But then, further, let me say that this sin of silence is in sheer contradiction of every principle of Christianity. Why has God given you His grace, do you suppose? For what purpose comes it that you are Christians? Were you converted that you might go by yourselves into a solitary heaven, do you think? Are you important enough to be an ultimate end of God's mercy? Or are you indeed an end, but only that in your turn you might be a means of transmitting? Does the electric influence terminate when it reaches you, or is it turned on to you that from you it may be passed to others? The very purpose of the existence of a Christian Church is counterworked and thwarted by dumb Christians. We Nonconformists can talk abundantly when ecclesiastical assumptions have to be fought against, about the priesthood of all believers. Very well, if that principle is a true one—and it is a true one—it has other applications than simply controversial, and is meant for other uses than simply that you should brandish it in the face of sacerdotal claims and priest-ridden churches. 'Ye are all priests,' that is to say, the meaning of the existence of a Christian Church is to raise up a cloud of witnesses, and make every lip vocal with the name of Jesus Christ the Lord. And you, dear brethren, you, the idlers of a church and congregation, are doing all that you can to thwart the divine purpose, and to destroy the very meaning of the existence of the church to which you belong.

And let me remind you, too, that such silence is clearly contrary to all Christian principle, inasmuch as one main purpose of the Gospel being given us is to shift our centre from ourselves, first to Christ, and then, if I may so say, to others. The very thing from which Christianity is meant to deliver us is the very thing that these idle, silent believers are indulging in, namely, the possession of God's gifts for their own profit and enjoyment. What is the use of your saying that you are Christian people if, in your very religion, you are practising the very vice that Jesus Christ has come to destroy? Selfishness is the opposite, the formal contradiction, of Christianity, and in the measure in which your religion is self-regarding, it is no religion at all. You are doing your best to counterwork the very main purpose of the Gospel upon yourselves, when in silence you possess, or fancy that you possess, the gift of His love.

#### [Things to do]
1. Please rewrite the paragraph of the passage on Christian silence that begins "And let me remind you" as a short list of its main points.
2. Go on with the passage on Christian silence after its last sentence, for one more paragraph in the same voice.

Excerpts from a dataset
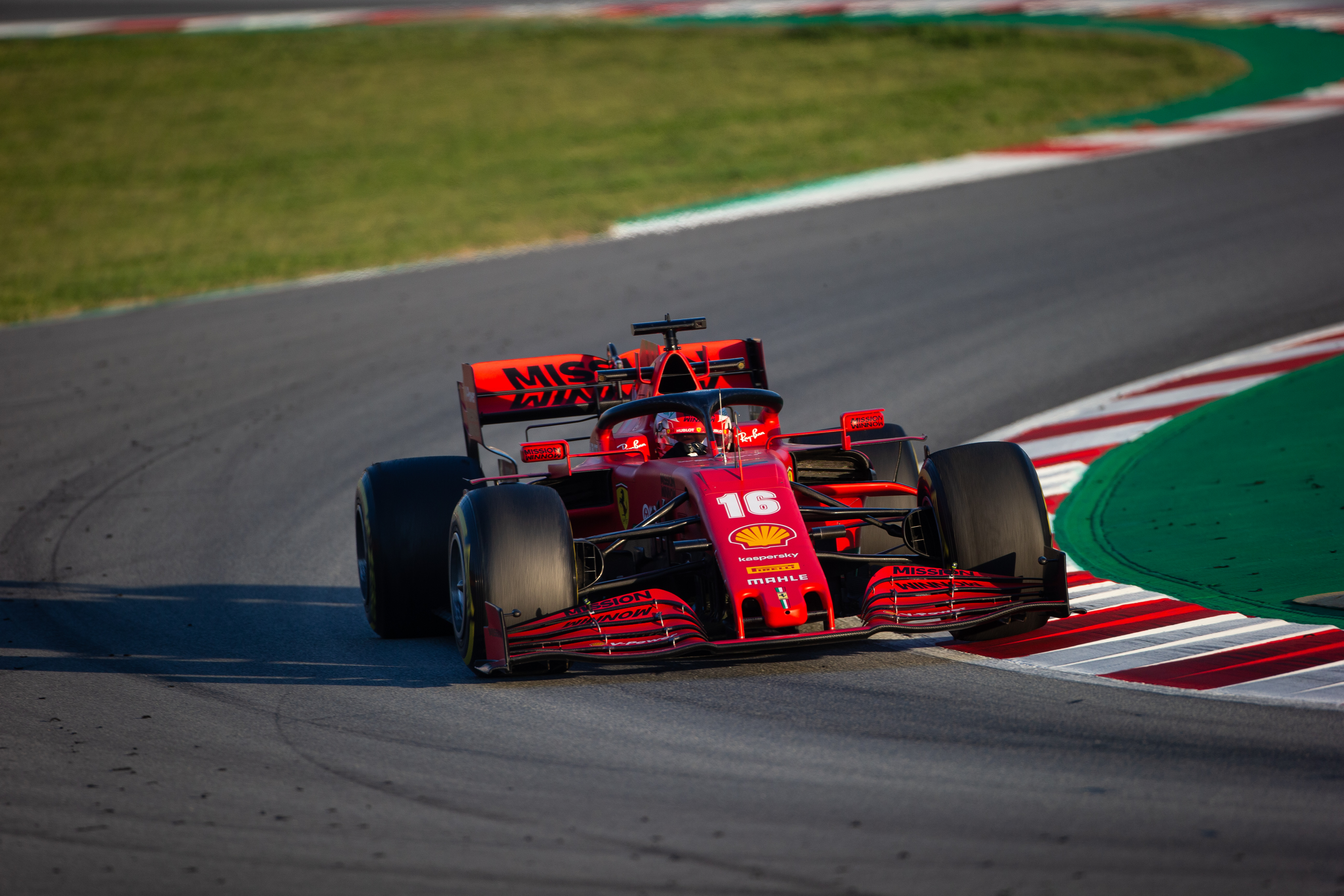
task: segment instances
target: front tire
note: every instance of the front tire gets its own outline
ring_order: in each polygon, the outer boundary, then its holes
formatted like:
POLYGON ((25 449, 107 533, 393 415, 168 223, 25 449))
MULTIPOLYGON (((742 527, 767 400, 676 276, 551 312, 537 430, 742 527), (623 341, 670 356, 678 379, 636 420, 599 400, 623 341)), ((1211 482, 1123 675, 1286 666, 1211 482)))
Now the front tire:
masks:
MULTIPOLYGON (((1058 596, 1063 555, 1051 547, 1040 480, 1019 446, 976 442, 934 451, 919 474, 919 502, 933 508, 943 568, 1044 578, 1047 596, 1058 596)), ((1005 638, 1039 629, 1048 615, 1023 613, 953 635, 961 641, 1005 638)))
MULTIPOLYGON (((578 603, 574 533, 560 496, 543 485, 496 485, 469 492, 453 512, 448 537, 448 606, 462 662, 485 662, 485 603, 516 625, 578 603), (515 615, 516 614, 516 615, 515 615)), ((531 672, 563 672, 551 664, 531 672)))
POLYGON ((355 560, 370 627, 383 638, 438 634, 453 508, 480 478, 468 457, 375 463, 355 489, 355 560))

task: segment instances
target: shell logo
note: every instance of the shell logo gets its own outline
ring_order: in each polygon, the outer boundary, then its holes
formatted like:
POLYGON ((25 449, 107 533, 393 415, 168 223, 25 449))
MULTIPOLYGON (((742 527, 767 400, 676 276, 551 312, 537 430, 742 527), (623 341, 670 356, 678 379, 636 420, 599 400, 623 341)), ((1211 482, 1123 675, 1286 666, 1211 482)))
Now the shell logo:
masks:
POLYGON ((728 536, 728 541, 741 544, 745 548, 777 548, 781 544, 788 544, 796 535, 797 532, 786 525, 758 523, 757 525, 742 527, 728 536))

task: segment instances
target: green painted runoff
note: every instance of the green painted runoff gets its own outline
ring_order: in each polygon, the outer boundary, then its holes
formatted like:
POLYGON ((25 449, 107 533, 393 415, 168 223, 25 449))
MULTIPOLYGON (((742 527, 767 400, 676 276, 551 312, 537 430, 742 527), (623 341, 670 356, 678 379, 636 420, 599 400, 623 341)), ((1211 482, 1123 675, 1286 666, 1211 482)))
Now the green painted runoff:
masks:
POLYGON ((1344 356, 1212 402, 1102 455, 1060 505, 1093 574, 1218 610, 1344 626, 1344 356))

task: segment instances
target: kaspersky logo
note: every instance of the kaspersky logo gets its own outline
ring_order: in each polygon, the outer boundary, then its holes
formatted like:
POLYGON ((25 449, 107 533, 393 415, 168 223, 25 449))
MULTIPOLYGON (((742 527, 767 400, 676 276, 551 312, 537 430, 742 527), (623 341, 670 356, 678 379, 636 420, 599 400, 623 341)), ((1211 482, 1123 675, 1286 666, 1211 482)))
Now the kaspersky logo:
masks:
POLYGON ((792 541, 797 535, 792 528, 780 525, 778 523, 757 523, 755 525, 745 525, 735 531, 728 536, 728 541, 739 544, 749 551, 755 551, 759 548, 778 548, 792 541))

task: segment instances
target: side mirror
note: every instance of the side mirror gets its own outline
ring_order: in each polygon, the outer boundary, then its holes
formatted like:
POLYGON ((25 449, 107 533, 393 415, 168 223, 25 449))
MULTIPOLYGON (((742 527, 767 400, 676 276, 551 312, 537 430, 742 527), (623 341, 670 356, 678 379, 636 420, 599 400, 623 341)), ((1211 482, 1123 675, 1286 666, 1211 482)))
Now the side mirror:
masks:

#### [Answers to the problems]
1.
- Silence of this kind goes against Christian principle, because one main purpose of the Gospel is to move our center away from ourselves, first to Christ and then to others.
- Silent, idle believers hold God's gifts for their own profit and enjoyment, which is the very thing Christianity is meant to free us from.
- Calling yourself a Christian means little if your religion practices the vice Jesus Christ came to destroy.
- Selfishness is the formal contradiction of Christianity, and a religion that is self-regarding is no religion at all.
- Keeping the gift of His love in silence works against the Gospel's main purpose in your own life.

2.
And then, still further, let me remind you that this absolutely un-Christian character of silence is manifested, if you consider that the end of the Gospel for each of us is to bring us into full and happy sympathy with Christ, and likeness to Him. And how is that purpose being effected in His professed 'followers,' if they know nothing of the experience of looking on the world with Christ's eyes, or of the thrill of pity caught from Him, and have no sympathy with, in the sense of any reflected experience of, the sense of obligation to help the helpless which nailed Him to the Cross? We say that we are followers of One who 'so loved the world' that He died for it; we say that we long to be transformed into His likeness, and yet we put away from ourselves the spirit that regards our brethren as He regarded us all; and never dream of copying, howsoever feebly in our lives and efforts, the pattern that was set before us in His death.

O dear brethren! 'if a man see his brother have need, and shutteth up his bowels of compassion against him, how dwelleth the love of God in him?' And if a Christian looks upon a world without Christ, and has only a tepid sympathy and a faint realisation of the misery, and never does anything to lighten it by a grain, how can he pretend that he takes Jesus Christ for his Pattern and Example? Silence is manifestly a sin by reason of its inhumanity, and its contrariety to every principle of the Gospel.